Reproduce each line below precisely. Drop the pictures.

[[ Information shown, beginning ]]

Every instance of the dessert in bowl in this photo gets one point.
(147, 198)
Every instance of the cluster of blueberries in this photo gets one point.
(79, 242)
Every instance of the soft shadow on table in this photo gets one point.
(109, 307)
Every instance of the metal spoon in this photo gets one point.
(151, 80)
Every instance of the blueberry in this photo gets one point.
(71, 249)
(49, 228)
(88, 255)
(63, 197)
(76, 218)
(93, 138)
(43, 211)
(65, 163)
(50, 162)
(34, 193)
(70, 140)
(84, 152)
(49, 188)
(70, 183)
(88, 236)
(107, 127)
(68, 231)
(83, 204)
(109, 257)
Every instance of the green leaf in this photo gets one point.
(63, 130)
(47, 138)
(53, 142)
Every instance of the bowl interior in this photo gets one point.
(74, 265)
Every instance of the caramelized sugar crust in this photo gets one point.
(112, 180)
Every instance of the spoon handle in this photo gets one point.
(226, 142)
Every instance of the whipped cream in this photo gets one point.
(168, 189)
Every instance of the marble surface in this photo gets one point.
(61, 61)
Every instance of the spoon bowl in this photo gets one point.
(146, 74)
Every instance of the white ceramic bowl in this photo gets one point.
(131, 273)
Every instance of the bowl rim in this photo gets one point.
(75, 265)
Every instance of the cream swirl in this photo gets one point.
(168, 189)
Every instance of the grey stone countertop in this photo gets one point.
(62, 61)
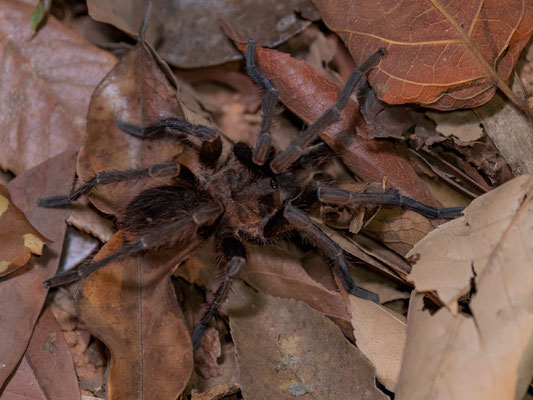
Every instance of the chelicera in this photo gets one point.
(250, 195)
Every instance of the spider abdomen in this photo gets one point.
(157, 207)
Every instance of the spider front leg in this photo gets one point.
(211, 143)
(392, 198)
(234, 261)
(270, 99)
(179, 229)
(298, 146)
(169, 169)
(301, 221)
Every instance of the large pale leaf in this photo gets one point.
(46, 86)
(489, 354)
(22, 293)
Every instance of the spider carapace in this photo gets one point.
(252, 195)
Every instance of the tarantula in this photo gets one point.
(253, 195)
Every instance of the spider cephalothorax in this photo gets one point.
(251, 195)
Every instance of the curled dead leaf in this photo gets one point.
(136, 91)
(18, 237)
(188, 33)
(131, 306)
(285, 349)
(488, 354)
(434, 47)
(22, 293)
(46, 87)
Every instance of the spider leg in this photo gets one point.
(211, 143)
(175, 126)
(332, 195)
(287, 157)
(270, 99)
(235, 260)
(179, 229)
(300, 220)
(106, 177)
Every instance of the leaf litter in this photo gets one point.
(292, 294)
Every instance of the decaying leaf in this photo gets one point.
(432, 46)
(308, 94)
(380, 335)
(23, 384)
(510, 129)
(19, 239)
(279, 274)
(46, 86)
(285, 349)
(131, 306)
(22, 292)
(135, 91)
(466, 243)
(188, 34)
(462, 124)
(50, 359)
(399, 229)
(488, 355)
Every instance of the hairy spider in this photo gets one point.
(253, 195)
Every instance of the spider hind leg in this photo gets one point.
(169, 169)
(234, 261)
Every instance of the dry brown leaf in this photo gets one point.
(279, 274)
(488, 355)
(131, 306)
(136, 91)
(380, 335)
(399, 229)
(50, 359)
(349, 244)
(22, 293)
(46, 86)
(188, 33)
(19, 239)
(285, 349)
(308, 94)
(464, 124)
(510, 129)
(218, 387)
(23, 384)
(205, 356)
(467, 243)
(429, 60)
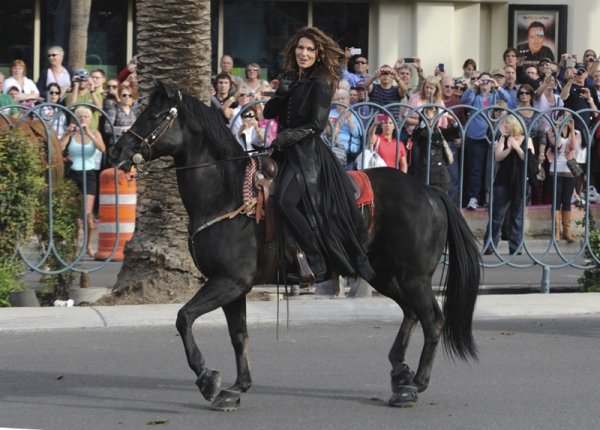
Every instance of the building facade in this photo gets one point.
(255, 31)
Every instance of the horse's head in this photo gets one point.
(155, 133)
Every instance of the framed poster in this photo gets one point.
(537, 31)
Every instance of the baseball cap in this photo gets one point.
(81, 73)
(498, 72)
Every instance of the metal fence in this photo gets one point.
(545, 251)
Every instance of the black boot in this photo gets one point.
(310, 247)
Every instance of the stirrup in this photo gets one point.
(307, 277)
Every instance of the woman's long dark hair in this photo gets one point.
(329, 54)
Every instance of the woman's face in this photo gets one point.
(387, 126)
(429, 90)
(252, 72)
(84, 118)
(306, 53)
(53, 94)
(17, 71)
(125, 98)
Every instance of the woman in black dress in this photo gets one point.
(314, 194)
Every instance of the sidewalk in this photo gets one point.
(302, 310)
(501, 296)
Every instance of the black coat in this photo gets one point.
(327, 193)
(438, 164)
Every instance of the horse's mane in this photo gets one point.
(221, 140)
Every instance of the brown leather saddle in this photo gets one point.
(261, 185)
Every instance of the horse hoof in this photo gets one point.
(404, 397)
(209, 383)
(403, 377)
(226, 401)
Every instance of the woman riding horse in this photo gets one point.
(314, 193)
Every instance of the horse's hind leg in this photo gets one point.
(401, 373)
(431, 318)
(229, 399)
(217, 292)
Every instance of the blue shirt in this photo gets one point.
(88, 159)
(478, 126)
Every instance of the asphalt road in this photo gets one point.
(532, 374)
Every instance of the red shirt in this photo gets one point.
(387, 150)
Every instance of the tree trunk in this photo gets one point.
(173, 45)
(80, 20)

[[ Information shown, end ]]

**Answer space**.
Every instance of the dessert in bowl in this photo gets one point.
(147, 198)
Every instance of the cluster of blueberries in this photo gets one point.
(79, 242)
Every instance of the soft shadow on table in this photo gets one point.
(109, 307)
Every instance of the metal spoon in this photo gets one point.
(151, 80)
Every instance of the blueberry in this photo gets one point.
(71, 249)
(49, 228)
(88, 255)
(63, 197)
(76, 218)
(93, 138)
(43, 211)
(65, 163)
(50, 162)
(34, 193)
(70, 140)
(84, 152)
(49, 188)
(70, 183)
(88, 236)
(107, 127)
(68, 231)
(83, 204)
(109, 257)
Every instance of the green leaf in this photo gets one point.
(63, 130)
(47, 138)
(53, 142)
Every instance of the bowl interior in this photo gets one point.
(74, 265)
Every instance of the caramelized sugar crust in this photo gets one point.
(112, 180)
Every instance of the spoon handle in this photo gets one point.
(226, 142)
Every instance of the whipped cream in this photo gets one point.
(168, 189)
Every instance of the marble surface in this photo gets one point.
(61, 61)
Every instance of the spoon bowl in this photo gets one point.
(146, 74)
Every instance of the white ceramic bowl in this photo gets one point.
(131, 273)
Every instance of the bowl rim in this photo gets one point.
(75, 265)
Every instance of the cream swirl in this photo gets one point.
(168, 189)
Every instance of the grey stone countertop in this photo gets one point.
(62, 61)
Every instance of the chelicera in this photo gets one point.
(250, 195)
Every instance of the spider abdomen in this photo gets one point.
(157, 207)
Every instance of the spider front leg in this photo gets one point.
(211, 143)
(392, 198)
(234, 261)
(270, 99)
(179, 229)
(298, 146)
(169, 169)
(301, 221)
Every instance of the large pale leaf in this photo gets one point.
(46, 86)
(489, 354)
(22, 293)
Every instance of the spider carapace in this photo gets one point.
(252, 195)
Every instance of the tarantula in this photo gets one point.
(253, 195)
Every instance of the spider cephalothorax in this photo gets one point.
(251, 195)
Every instance of the curled dead leaf in this photo gets one point.
(136, 91)
(18, 237)
(188, 33)
(131, 306)
(285, 349)
(488, 354)
(434, 47)
(22, 293)
(46, 87)
Every instance of the spider leg in this photo gets one point.
(211, 143)
(175, 126)
(332, 195)
(287, 157)
(270, 99)
(235, 260)
(179, 229)
(300, 220)
(106, 177)
Every instance of the leaf litter in this photo gets one point.
(292, 294)
Every instance of the decaying leaf in this photo gets one point.
(432, 46)
(308, 94)
(380, 335)
(23, 384)
(510, 129)
(19, 239)
(279, 274)
(46, 86)
(285, 349)
(131, 306)
(22, 292)
(135, 91)
(466, 243)
(188, 34)
(462, 124)
(50, 359)
(399, 229)
(488, 355)
Every instance of the hairy spider in this photo gets one point.
(253, 195)
Every instance of the spider hind leg in this photo gets one point.
(169, 169)
(234, 261)
Every instance of the dry brown leaf in this photo gets one point.
(279, 274)
(488, 355)
(131, 306)
(136, 91)
(380, 335)
(399, 229)
(50, 359)
(349, 244)
(22, 293)
(46, 86)
(188, 33)
(19, 239)
(285, 349)
(308, 94)
(464, 124)
(510, 129)
(218, 387)
(23, 384)
(205, 356)
(467, 243)
(429, 60)
Every instance of the building facade in this photo gets one point.
(255, 31)
Every instance of the horse's head in this photo gets one point.
(155, 133)
Every instance of the framed poster in this photo gets one point.
(537, 31)
Every instance of the baseball cap in this photo gets one point.
(81, 73)
(498, 72)
Every instance of the metal fence in this photo gets one point.
(545, 251)
Every instance of the black boot in this photo gets one point.
(310, 247)
Every instance of the stirrup in this photo gets one point.
(307, 277)
Every instance of the woman's long dark hair in this photo gets one point.
(329, 54)
Every instance of the woman's face in this photo gets one point.
(387, 126)
(429, 90)
(252, 72)
(84, 118)
(306, 53)
(53, 94)
(17, 71)
(125, 98)
Every instance of the woman in black dress in this photo gets one point.
(314, 194)
Every instance of the sidewalk in this photo gets one point.
(302, 310)
(501, 296)
Every instance of the black coat in this photo gets one point.
(327, 193)
(438, 164)
Every instance of the horse's mane in this photo gets one point.
(221, 140)
Every instance of the brown leather saddle in this photo gets one point.
(261, 185)
Every instance of the horse hoof in this photo gets one point.
(404, 397)
(209, 383)
(403, 377)
(226, 401)
Every instance of the woman riding horse in this photo gets one point.
(314, 193)
Every instance of the horse's hind leg in this photo gets one point.
(401, 373)
(431, 318)
(229, 399)
(217, 292)
Every instance of the blue shirt in this photo gets one point.
(88, 159)
(478, 126)
Every instance of the asphalt road in this photo gets one point.
(532, 374)
Every instance of the red shirt in this photo gets one point.
(387, 150)
Every instance of the tree trunk in this photo gets one point.
(173, 45)
(80, 20)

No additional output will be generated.